▶ _EXERCISE INSTRUCTIONS_: Retype exactly the lines that run from the line with "Objective — one point per instance of the small" to the final line of the entries, keeping both ends and nothing else.

▶ _RECORD EXCERPTS_:

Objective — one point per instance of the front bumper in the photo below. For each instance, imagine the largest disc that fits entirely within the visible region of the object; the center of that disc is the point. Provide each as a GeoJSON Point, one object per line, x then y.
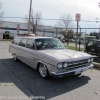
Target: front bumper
{"type": "Point", "coordinates": [72, 72]}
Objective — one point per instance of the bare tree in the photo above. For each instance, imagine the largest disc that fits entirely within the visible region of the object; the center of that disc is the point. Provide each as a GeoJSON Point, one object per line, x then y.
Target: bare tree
{"type": "Point", "coordinates": [65, 21]}
{"type": "Point", "coordinates": [1, 14]}
{"type": "Point", "coordinates": [35, 21]}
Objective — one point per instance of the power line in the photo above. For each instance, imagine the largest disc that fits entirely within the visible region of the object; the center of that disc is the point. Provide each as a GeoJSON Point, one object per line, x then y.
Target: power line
{"type": "Point", "coordinates": [48, 19]}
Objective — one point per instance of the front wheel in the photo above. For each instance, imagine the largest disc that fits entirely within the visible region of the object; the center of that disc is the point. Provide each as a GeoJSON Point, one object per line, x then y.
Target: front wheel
{"type": "Point", "coordinates": [43, 71]}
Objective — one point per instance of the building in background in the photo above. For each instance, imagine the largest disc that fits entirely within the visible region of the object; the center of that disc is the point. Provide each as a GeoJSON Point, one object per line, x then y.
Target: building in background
{"type": "Point", "coordinates": [14, 29]}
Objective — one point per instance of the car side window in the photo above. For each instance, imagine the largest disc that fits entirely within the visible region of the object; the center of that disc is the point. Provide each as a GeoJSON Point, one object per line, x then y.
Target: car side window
{"type": "Point", "coordinates": [30, 44]}
{"type": "Point", "coordinates": [16, 41]}
{"type": "Point", "coordinates": [23, 42]}
{"type": "Point", "coordinates": [90, 43]}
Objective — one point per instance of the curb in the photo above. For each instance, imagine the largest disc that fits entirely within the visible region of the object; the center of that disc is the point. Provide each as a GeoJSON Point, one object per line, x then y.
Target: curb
{"type": "Point", "coordinates": [96, 65]}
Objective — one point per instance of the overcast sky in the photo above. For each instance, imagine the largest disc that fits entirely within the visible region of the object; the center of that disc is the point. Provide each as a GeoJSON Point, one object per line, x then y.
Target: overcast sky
{"type": "Point", "coordinates": [53, 9]}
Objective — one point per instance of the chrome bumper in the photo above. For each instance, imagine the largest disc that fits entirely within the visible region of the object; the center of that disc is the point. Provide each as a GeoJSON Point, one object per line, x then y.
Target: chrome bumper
{"type": "Point", "coordinates": [72, 72]}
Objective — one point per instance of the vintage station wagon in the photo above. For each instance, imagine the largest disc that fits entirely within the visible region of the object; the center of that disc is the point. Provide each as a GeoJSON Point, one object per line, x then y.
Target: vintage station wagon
{"type": "Point", "coordinates": [49, 56]}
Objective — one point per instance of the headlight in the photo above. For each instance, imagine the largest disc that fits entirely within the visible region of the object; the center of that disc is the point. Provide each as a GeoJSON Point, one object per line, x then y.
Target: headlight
{"type": "Point", "coordinates": [89, 60]}
{"type": "Point", "coordinates": [60, 66]}
{"type": "Point", "coordinates": [65, 65]}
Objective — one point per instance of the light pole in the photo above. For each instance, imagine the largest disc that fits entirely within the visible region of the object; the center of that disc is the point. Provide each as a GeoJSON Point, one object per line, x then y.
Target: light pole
{"type": "Point", "coordinates": [79, 37]}
{"type": "Point", "coordinates": [29, 16]}
{"type": "Point", "coordinates": [99, 26]}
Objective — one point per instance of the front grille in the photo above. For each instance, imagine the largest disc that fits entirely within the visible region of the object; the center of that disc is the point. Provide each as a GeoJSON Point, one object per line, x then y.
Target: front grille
{"type": "Point", "coordinates": [77, 64]}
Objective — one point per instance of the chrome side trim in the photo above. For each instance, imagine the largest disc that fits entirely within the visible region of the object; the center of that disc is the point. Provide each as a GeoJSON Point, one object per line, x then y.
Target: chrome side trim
{"type": "Point", "coordinates": [63, 73]}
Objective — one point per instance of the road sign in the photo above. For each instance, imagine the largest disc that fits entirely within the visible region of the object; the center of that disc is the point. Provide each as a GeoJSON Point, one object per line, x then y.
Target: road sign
{"type": "Point", "coordinates": [18, 27]}
{"type": "Point", "coordinates": [78, 17]}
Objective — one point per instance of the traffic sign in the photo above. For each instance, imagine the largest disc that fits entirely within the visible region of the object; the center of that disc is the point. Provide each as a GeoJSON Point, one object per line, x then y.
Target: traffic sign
{"type": "Point", "coordinates": [78, 17]}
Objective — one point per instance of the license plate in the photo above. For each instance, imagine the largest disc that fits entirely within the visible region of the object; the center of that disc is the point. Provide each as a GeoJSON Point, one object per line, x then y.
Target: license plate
{"type": "Point", "coordinates": [77, 72]}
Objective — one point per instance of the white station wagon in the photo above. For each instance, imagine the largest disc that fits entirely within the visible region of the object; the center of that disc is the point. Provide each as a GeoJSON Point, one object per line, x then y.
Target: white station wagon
{"type": "Point", "coordinates": [49, 56]}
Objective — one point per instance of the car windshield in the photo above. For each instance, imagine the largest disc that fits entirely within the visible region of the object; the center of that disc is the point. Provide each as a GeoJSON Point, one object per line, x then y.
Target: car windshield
{"type": "Point", "coordinates": [48, 43]}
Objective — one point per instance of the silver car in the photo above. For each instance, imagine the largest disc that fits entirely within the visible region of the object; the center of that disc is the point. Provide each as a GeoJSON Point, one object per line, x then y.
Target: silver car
{"type": "Point", "coordinates": [49, 56]}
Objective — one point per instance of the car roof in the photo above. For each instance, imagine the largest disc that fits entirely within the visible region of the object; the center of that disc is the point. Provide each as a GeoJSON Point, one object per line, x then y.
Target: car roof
{"type": "Point", "coordinates": [34, 37]}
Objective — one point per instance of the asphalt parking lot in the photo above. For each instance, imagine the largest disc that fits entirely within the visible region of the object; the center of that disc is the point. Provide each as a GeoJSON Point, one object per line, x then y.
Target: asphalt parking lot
{"type": "Point", "coordinates": [20, 82]}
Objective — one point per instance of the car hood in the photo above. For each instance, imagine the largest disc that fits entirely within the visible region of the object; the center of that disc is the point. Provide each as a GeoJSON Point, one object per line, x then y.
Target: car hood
{"type": "Point", "coordinates": [64, 54]}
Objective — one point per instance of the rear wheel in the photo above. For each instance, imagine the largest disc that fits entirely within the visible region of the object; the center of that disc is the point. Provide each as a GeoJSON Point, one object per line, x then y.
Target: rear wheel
{"type": "Point", "coordinates": [43, 71]}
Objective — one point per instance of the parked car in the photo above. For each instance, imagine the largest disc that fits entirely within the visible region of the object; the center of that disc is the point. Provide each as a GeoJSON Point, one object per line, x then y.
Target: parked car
{"type": "Point", "coordinates": [93, 47]}
{"type": "Point", "coordinates": [49, 56]}
{"type": "Point", "coordinates": [72, 40]}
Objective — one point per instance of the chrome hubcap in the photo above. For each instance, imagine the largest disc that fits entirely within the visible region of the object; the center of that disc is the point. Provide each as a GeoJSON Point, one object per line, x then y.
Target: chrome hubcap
{"type": "Point", "coordinates": [43, 70]}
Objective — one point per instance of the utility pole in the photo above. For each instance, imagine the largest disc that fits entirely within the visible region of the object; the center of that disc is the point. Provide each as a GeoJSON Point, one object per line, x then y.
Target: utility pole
{"type": "Point", "coordinates": [29, 16]}
{"type": "Point", "coordinates": [56, 32]}
{"type": "Point", "coordinates": [77, 18]}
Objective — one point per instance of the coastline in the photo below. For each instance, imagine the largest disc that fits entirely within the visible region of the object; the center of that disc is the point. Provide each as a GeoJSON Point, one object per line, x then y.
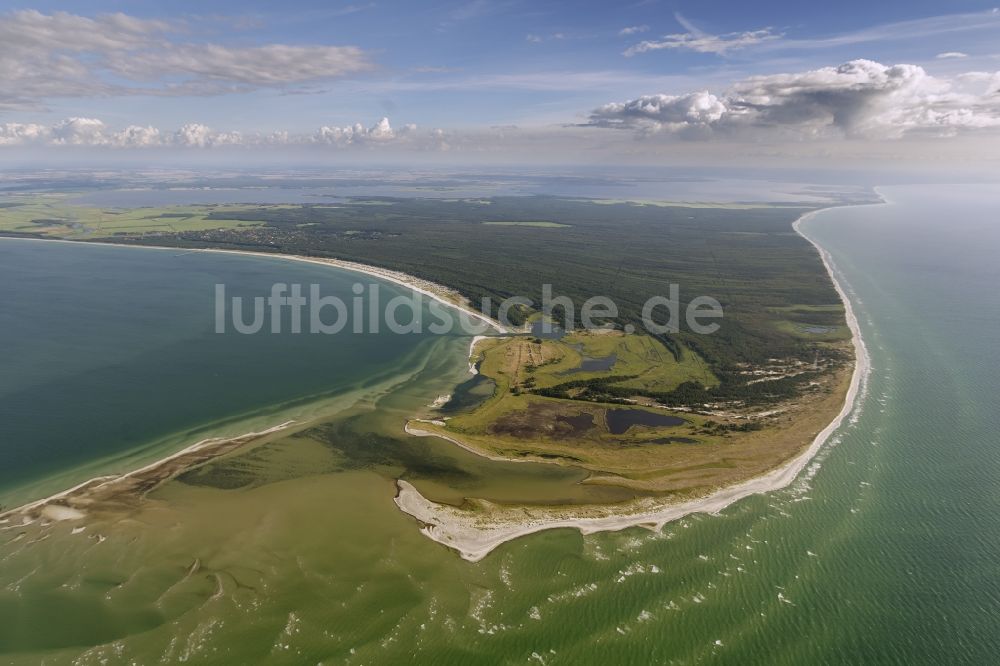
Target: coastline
{"type": "Point", "coordinates": [70, 504]}
{"type": "Point", "coordinates": [75, 503]}
{"type": "Point", "coordinates": [475, 534]}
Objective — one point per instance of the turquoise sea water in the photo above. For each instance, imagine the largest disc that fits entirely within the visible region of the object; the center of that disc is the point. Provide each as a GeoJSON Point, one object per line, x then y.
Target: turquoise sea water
{"type": "Point", "coordinates": [885, 551]}
{"type": "Point", "coordinates": [111, 351]}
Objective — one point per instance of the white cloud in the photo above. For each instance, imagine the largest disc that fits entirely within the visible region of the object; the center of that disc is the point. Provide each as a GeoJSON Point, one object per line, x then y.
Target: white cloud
{"type": "Point", "coordinates": [272, 65]}
{"type": "Point", "coordinates": [860, 98]}
{"type": "Point", "coordinates": [94, 133]}
{"type": "Point", "coordinates": [717, 44]}
{"type": "Point", "coordinates": [20, 133]}
{"type": "Point", "coordinates": [358, 133]}
{"type": "Point", "coordinates": [702, 42]}
{"type": "Point", "coordinates": [633, 30]}
{"type": "Point", "coordinates": [64, 55]}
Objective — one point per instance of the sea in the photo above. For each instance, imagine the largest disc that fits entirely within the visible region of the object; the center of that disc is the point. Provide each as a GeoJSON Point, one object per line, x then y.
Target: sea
{"type": "Point", "coordinates": [886, 549]}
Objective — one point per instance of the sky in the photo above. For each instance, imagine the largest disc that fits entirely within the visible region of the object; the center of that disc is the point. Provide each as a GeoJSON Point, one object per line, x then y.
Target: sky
{"type": "Point", "coordinates": [646, 81]}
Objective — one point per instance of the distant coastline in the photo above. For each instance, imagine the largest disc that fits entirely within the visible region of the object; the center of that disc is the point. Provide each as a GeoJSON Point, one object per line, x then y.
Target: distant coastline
{"type": "Point", "coordinates": [473, 536]}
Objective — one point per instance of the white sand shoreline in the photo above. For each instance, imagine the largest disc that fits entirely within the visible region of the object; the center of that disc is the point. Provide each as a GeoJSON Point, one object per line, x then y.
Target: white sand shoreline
{"type": "Point", "coordinates": [100, 482]}
{"type": "Point", "coordinates": [439, 293]}
{"type": "Point", "coordinates": [475, 534]}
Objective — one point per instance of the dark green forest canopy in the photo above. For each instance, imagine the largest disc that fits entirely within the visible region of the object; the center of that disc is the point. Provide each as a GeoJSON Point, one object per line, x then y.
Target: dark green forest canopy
{"type": "Point", "coordinates": [749, 259]}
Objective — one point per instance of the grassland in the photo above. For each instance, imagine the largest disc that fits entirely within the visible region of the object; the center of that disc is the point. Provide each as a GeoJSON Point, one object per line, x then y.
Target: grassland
{"type": "Point", "coordinates": [53, 216]}
{"type": "Point", "coordinates": [701, 450]}
{"type": "Point", "coordinates": [750, 396]}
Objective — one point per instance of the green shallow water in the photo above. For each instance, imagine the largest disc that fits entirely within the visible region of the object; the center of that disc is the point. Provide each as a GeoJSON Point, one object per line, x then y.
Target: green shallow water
{"type": "Point", "coordinates": [884, 551]}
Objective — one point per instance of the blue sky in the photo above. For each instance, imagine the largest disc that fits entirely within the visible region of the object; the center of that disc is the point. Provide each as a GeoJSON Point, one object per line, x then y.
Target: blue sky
{"type": "Point", "coordinates": [466, 67]}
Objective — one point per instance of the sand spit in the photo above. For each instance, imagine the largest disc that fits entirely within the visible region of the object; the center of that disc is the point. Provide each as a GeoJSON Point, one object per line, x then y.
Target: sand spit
{"type": "Point", "coordinates": [474, 534]}
{"type": "Point", "coordinates": [434, 291]}
{"type": "Point", "coordinates": [118, 491]}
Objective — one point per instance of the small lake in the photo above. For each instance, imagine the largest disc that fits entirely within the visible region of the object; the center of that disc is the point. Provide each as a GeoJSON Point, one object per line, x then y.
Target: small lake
{"type": "Point", "coordinates": [620, 420]}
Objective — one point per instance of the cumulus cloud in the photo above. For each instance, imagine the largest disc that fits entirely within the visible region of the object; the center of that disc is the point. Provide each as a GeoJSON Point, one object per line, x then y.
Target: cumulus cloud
{"type": "Point", "coordinates": [381, 131]}
{"type": "Point", "coordinates": [66, 55]}
{"type": "Point", "coordinates": [860, 98]}
{"type": "Point", "coordinates": [94, 133]}
{"type": "Point", "coordinates": [702, 42]}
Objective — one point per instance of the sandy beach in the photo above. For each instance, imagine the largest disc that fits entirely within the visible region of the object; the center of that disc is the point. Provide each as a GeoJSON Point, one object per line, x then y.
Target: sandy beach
{"type": "Point", "coordinates": [74, 503]}
{"type": "Point", "coordinates": [118, 489]}
{"type": "Point", "coordinates": [475, 534]}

▶ _FINISHED EXERCISE_:
Objective — one point per instance of the small lake in the photo above. For each instance, imagine the largest disc that fits entirely within the visible region of the object; the center of that disc is the point. Provide each as a GeoJSON Point, one object per line, x then y.
Target: small lake
{"type": "Point", "coordinates": [620, 420]}
Objective — one point per instance of the cumulus cloud in the photo above. For each instance, imagine the largest disc that fits entirely within the visible region of the object; the center of that disc is the point. Provide each as a GeoJSON Point, one object per line, x then y.
Target: cumulus cloud
{"type": "Point", "coordinates": [381, 131]}
{"type": "Point", "coordinates": [66, 55]}
{"type": "Point", "coordinates": [860, 98]}
{"type": "Point", "coordinates": [94, 133]}
{"type": "Point", "coordinates": [702, 42]}
Objective — one point per instance of the sandy beach in the photo above. For each instance, imagine the largest disc that fits entirely within the visible region of the object; the center of that disc is the point. Provide each as a GeoJSON Point, one object per line, x then y.
Target: sandy beach
{"type": "Point", "coordinates": [74, 503]}
{"type": "Point", "coordinates": [118, 489]}
{"type": "Point", "coordinates": [475, 534]}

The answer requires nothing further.